Scan the material for the string "dark" and copy out every line in which it occurs.

--------------------

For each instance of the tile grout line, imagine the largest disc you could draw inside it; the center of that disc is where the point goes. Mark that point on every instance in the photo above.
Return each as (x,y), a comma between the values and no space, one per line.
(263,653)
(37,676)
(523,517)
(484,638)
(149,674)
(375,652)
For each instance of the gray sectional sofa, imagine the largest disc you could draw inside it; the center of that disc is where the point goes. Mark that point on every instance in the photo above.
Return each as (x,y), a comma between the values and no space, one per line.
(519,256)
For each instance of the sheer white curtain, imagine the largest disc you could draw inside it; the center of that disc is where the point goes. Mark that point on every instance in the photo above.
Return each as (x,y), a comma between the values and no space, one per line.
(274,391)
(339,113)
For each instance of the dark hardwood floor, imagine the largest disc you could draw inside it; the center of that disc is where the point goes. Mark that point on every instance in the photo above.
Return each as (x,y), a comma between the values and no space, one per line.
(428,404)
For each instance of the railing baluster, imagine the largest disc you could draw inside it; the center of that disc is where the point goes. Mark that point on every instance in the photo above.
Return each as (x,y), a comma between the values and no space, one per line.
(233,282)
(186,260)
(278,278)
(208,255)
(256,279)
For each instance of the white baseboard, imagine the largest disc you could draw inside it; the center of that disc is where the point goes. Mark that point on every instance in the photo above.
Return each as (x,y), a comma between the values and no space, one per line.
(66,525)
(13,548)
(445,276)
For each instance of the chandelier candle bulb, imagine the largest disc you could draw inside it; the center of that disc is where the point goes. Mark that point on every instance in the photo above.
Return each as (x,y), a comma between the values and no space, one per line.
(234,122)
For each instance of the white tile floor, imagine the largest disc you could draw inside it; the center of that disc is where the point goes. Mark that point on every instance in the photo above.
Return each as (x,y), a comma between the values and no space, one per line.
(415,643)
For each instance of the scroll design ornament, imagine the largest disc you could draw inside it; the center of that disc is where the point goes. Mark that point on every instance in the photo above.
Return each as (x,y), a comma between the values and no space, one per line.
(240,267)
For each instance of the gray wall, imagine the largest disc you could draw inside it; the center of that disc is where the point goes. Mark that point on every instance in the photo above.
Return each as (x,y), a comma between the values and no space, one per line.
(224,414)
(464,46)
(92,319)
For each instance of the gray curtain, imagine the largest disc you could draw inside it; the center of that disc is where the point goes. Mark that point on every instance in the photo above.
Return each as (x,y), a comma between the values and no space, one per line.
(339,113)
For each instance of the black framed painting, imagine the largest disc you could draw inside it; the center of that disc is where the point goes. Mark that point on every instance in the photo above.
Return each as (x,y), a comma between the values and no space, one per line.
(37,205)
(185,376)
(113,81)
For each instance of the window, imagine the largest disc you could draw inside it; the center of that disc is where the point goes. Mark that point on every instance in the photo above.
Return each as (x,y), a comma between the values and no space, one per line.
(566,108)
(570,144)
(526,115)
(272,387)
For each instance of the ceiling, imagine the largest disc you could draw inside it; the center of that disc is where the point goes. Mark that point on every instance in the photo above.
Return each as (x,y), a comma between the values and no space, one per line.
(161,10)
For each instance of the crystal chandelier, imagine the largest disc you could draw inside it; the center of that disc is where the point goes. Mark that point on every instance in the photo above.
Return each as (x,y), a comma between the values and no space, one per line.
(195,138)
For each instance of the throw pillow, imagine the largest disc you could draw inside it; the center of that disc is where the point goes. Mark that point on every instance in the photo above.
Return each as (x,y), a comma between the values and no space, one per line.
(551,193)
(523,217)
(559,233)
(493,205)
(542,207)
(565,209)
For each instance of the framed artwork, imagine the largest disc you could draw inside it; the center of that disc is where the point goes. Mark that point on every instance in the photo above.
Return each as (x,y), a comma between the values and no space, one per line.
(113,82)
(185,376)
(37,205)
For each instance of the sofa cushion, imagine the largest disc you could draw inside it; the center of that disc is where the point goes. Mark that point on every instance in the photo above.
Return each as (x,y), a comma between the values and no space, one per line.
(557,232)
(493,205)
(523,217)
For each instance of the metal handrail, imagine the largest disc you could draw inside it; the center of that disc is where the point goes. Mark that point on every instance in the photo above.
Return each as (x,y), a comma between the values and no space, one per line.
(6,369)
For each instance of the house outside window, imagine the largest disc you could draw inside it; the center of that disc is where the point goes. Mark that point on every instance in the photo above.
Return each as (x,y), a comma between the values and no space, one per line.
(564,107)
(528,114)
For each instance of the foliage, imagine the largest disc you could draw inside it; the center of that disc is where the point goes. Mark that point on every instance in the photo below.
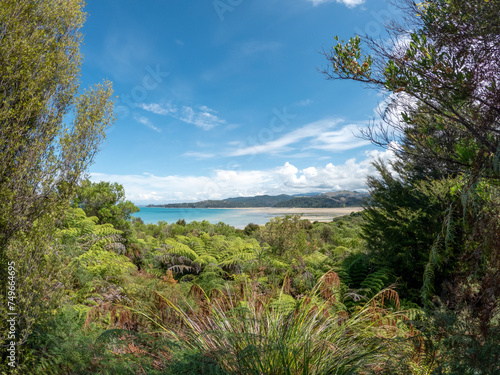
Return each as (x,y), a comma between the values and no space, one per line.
(106,201)
(43,155)
(255,338)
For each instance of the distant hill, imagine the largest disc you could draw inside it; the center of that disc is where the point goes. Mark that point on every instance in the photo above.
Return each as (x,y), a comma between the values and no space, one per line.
(336,199)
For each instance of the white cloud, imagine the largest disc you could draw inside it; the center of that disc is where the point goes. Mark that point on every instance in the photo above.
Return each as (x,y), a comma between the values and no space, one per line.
(199,155)
(202,117)
(320,135)
(304,103)
(158,109)
(224,183)
(348,3)
(145,121)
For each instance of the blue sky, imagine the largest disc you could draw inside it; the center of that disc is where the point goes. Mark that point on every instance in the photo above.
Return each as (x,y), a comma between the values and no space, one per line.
(223,98)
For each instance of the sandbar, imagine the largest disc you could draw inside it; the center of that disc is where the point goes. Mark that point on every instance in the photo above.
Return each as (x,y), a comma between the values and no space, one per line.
(311,214)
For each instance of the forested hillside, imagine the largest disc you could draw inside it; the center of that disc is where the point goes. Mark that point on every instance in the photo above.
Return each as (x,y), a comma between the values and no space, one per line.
(410,285)
(326,200)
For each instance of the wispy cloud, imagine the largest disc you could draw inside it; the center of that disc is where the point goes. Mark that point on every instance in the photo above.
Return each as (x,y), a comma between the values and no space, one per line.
(224,183)
(317,135)
(146,122)
(348,3)
(304,103)
(198,155)
(202,117)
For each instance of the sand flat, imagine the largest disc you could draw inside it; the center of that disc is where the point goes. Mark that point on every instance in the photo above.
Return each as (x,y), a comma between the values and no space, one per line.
(312,214)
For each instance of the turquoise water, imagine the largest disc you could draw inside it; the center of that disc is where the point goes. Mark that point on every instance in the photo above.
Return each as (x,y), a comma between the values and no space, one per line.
(234,217)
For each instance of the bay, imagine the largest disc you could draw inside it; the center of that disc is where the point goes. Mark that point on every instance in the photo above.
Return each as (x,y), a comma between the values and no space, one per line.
(235,217)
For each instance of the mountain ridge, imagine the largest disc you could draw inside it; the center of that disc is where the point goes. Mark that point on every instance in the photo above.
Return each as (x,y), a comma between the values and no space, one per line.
(343,198)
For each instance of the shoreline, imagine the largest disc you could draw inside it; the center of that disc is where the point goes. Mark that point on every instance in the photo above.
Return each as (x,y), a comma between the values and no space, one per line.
(311,214)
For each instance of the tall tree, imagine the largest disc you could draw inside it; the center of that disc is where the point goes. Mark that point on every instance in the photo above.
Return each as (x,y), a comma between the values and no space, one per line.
(42,153)
(107,202)
(440,70)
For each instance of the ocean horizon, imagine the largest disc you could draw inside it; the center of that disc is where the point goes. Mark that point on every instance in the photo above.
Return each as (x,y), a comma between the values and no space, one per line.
(237,218)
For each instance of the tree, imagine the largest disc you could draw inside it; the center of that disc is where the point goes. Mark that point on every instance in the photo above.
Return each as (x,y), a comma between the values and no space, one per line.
(443,68)
(107,202)
(43,155)
(441,74)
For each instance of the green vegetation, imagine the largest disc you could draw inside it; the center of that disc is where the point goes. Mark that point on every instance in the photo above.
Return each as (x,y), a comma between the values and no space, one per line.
(411,285)
(326,200)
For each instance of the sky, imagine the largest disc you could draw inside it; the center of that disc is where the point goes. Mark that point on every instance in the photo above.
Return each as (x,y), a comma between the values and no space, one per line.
(223,98)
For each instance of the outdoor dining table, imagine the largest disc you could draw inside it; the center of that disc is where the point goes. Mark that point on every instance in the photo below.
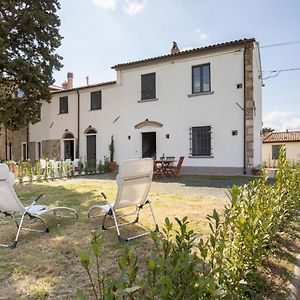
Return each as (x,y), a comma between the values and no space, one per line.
(161,166)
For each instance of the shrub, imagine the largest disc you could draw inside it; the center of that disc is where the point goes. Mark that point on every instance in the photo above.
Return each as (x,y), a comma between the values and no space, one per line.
(222,265)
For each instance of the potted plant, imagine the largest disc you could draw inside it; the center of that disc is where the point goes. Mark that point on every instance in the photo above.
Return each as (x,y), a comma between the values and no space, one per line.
(257,171)
(112,166)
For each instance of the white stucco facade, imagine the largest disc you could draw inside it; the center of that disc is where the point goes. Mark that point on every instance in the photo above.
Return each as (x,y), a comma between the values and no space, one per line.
(175,108)
(292,153)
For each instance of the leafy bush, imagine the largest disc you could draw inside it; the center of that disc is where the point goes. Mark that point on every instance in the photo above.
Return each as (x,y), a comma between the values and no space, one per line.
(222,265)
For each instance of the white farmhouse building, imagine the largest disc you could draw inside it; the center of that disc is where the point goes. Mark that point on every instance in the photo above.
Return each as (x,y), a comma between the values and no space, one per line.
(204,104)
(272,143)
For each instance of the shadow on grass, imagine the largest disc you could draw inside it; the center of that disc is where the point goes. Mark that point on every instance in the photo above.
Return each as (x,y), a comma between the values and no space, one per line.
(47,264)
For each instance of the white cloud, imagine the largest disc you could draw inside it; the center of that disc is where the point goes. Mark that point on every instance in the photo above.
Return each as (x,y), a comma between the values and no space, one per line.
(106,4)
(280,120)
(133,7)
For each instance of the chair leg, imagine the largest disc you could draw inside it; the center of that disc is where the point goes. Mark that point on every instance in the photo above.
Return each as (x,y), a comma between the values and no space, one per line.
(117,226)
(19,228)
(153,216)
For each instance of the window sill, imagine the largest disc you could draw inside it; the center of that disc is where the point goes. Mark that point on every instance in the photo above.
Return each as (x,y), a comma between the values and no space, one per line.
(147,100)
(200,94)
(202,156)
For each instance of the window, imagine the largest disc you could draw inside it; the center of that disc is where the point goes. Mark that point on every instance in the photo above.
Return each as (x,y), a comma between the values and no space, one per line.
(96,100)
(200,141)
(275,151)
(24,151)
(63,105)
(201,79)
(148,86)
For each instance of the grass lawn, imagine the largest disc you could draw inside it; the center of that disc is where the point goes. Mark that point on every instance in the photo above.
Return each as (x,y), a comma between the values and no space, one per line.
(47,265)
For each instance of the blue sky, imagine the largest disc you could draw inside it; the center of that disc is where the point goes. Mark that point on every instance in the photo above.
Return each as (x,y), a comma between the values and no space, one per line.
(101,33)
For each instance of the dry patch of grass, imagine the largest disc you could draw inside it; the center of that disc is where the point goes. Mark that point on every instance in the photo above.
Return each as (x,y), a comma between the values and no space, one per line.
(47,265)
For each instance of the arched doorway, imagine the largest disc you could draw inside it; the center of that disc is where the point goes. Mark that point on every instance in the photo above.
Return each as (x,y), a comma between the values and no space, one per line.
(91,149)
(149,140)
(69,146)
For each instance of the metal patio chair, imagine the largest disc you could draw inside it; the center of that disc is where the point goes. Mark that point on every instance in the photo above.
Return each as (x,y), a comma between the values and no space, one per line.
(11,207)
(134,180)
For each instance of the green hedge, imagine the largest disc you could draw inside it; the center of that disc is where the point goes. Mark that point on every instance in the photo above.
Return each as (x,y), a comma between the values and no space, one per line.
(222,265)
(33,170)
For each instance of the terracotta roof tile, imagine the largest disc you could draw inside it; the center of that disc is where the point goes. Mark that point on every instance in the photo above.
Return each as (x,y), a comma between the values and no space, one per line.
(85,87)
(184,53)
(285,136)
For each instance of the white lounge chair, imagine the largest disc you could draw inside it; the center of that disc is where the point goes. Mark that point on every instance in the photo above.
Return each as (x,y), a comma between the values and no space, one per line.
(134,180)
(10,206)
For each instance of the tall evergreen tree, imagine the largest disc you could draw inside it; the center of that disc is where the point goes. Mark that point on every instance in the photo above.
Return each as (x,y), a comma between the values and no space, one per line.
(29,38)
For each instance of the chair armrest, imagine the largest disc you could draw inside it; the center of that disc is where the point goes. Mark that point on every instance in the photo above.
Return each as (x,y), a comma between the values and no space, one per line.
(39,197)
(35,201)
(105,198)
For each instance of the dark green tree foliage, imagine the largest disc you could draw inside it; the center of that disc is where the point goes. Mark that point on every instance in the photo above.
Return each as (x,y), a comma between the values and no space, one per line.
(29,38)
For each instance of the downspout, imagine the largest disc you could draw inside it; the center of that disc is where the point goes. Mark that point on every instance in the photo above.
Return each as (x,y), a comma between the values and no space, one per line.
(6,144)
(78,123)
(27,140)
(244,140)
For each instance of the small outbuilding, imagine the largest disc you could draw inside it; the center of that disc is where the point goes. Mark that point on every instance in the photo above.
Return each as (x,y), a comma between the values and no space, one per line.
(274,140)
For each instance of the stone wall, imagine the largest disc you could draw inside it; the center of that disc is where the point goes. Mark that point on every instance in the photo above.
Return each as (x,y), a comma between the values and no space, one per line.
(249,109)
(51,149)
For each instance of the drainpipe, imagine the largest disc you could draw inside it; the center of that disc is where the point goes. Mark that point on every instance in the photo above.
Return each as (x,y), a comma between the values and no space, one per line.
(78,123)
(27,141)
(244,140)
(6,144)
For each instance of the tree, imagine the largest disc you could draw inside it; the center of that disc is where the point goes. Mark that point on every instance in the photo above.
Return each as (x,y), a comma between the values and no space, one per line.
(29,38)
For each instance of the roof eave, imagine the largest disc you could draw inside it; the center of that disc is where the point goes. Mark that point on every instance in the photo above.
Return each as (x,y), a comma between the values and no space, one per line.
(192,52)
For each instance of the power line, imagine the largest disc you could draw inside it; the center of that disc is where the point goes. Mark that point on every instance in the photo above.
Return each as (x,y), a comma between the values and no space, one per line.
(281,44)
(275,73)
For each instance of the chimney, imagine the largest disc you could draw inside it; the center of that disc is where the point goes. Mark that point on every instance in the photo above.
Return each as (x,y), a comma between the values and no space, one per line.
(69,83)
(175,48)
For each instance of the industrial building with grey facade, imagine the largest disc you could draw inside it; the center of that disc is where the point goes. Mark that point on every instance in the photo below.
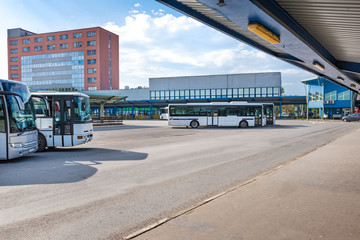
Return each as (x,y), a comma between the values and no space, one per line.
(145,103)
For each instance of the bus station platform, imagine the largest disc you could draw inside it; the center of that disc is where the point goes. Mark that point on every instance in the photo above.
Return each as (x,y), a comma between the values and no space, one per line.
(316,196)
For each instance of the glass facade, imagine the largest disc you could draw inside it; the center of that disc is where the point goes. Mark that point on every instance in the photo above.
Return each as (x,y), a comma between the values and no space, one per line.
(64,37)
(51,69)
(91,34)
(39,39)
(215,93)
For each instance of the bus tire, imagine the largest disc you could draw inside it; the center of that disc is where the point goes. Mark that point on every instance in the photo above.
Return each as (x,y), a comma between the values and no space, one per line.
(243,124)
(41,143)
(194,124)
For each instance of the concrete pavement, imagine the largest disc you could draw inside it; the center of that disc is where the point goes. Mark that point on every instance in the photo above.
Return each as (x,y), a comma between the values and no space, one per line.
(316,196)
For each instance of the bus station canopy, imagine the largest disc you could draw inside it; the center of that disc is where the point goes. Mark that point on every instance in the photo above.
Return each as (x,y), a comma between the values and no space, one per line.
(102,98)
(320,36)
(281,100)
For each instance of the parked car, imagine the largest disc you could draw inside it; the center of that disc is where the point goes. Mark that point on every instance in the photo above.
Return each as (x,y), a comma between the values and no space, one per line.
(351,117)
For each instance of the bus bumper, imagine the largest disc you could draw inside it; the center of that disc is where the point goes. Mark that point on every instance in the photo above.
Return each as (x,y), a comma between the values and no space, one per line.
(18,150)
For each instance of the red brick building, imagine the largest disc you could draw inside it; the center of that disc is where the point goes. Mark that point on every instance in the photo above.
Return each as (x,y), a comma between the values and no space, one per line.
(82,59)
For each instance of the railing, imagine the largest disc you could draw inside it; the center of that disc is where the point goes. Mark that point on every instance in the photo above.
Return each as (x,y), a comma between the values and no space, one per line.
(108,120)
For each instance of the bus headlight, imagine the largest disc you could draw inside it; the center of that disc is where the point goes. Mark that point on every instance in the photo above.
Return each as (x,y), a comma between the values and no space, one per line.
(16,145)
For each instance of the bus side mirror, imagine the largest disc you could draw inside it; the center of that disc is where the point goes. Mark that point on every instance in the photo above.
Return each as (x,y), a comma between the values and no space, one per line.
(83,106)
(20,102)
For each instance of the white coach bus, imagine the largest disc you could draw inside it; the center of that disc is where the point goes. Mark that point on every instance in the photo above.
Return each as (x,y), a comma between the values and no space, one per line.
(236,114)
(164,113)
(63,119)
(18,133)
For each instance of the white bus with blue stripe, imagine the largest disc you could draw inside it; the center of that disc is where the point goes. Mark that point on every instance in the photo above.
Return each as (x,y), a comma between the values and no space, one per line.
(224,114)
(18,133)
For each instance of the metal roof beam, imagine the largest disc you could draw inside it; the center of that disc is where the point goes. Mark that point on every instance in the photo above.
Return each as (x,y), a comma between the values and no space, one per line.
(272,8)
(349,67)
(210,22)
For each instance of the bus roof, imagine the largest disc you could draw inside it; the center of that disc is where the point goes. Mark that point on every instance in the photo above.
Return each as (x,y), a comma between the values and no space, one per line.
(54,93)
(234,103)
(12,81)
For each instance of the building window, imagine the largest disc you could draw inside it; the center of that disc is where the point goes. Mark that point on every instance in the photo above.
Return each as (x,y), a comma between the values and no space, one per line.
(39,39)
(229,92)
(344,95)
(50,38)
(14,75)
(276,92)
(258,92)
(252,92)
(77,35)
(91,61)
(91,70)
(64,37)
(64,45)
(91,34)
(207,92)
(319,96)
(38,48)
(330,96)
(51,47)
(241,92)
(91,52)
(246,92)
(78,44)
(91,43)
(91,80)
(263,92)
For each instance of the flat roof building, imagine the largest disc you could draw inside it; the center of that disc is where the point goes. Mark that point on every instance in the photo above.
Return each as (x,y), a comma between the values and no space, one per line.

--------------------

• [Answer to this exercise]:
For each instance of the dark hardwood floor, imagine the largest disc you could draw inside it; the center of that disc is where the point goes. Mark that point on every instance in the photo above.
For each instance of the dark green tree foliage, imagine the largest disc you could draw inside it; the center of that disc is where the point goes. Mark that point on every instance in the photo above.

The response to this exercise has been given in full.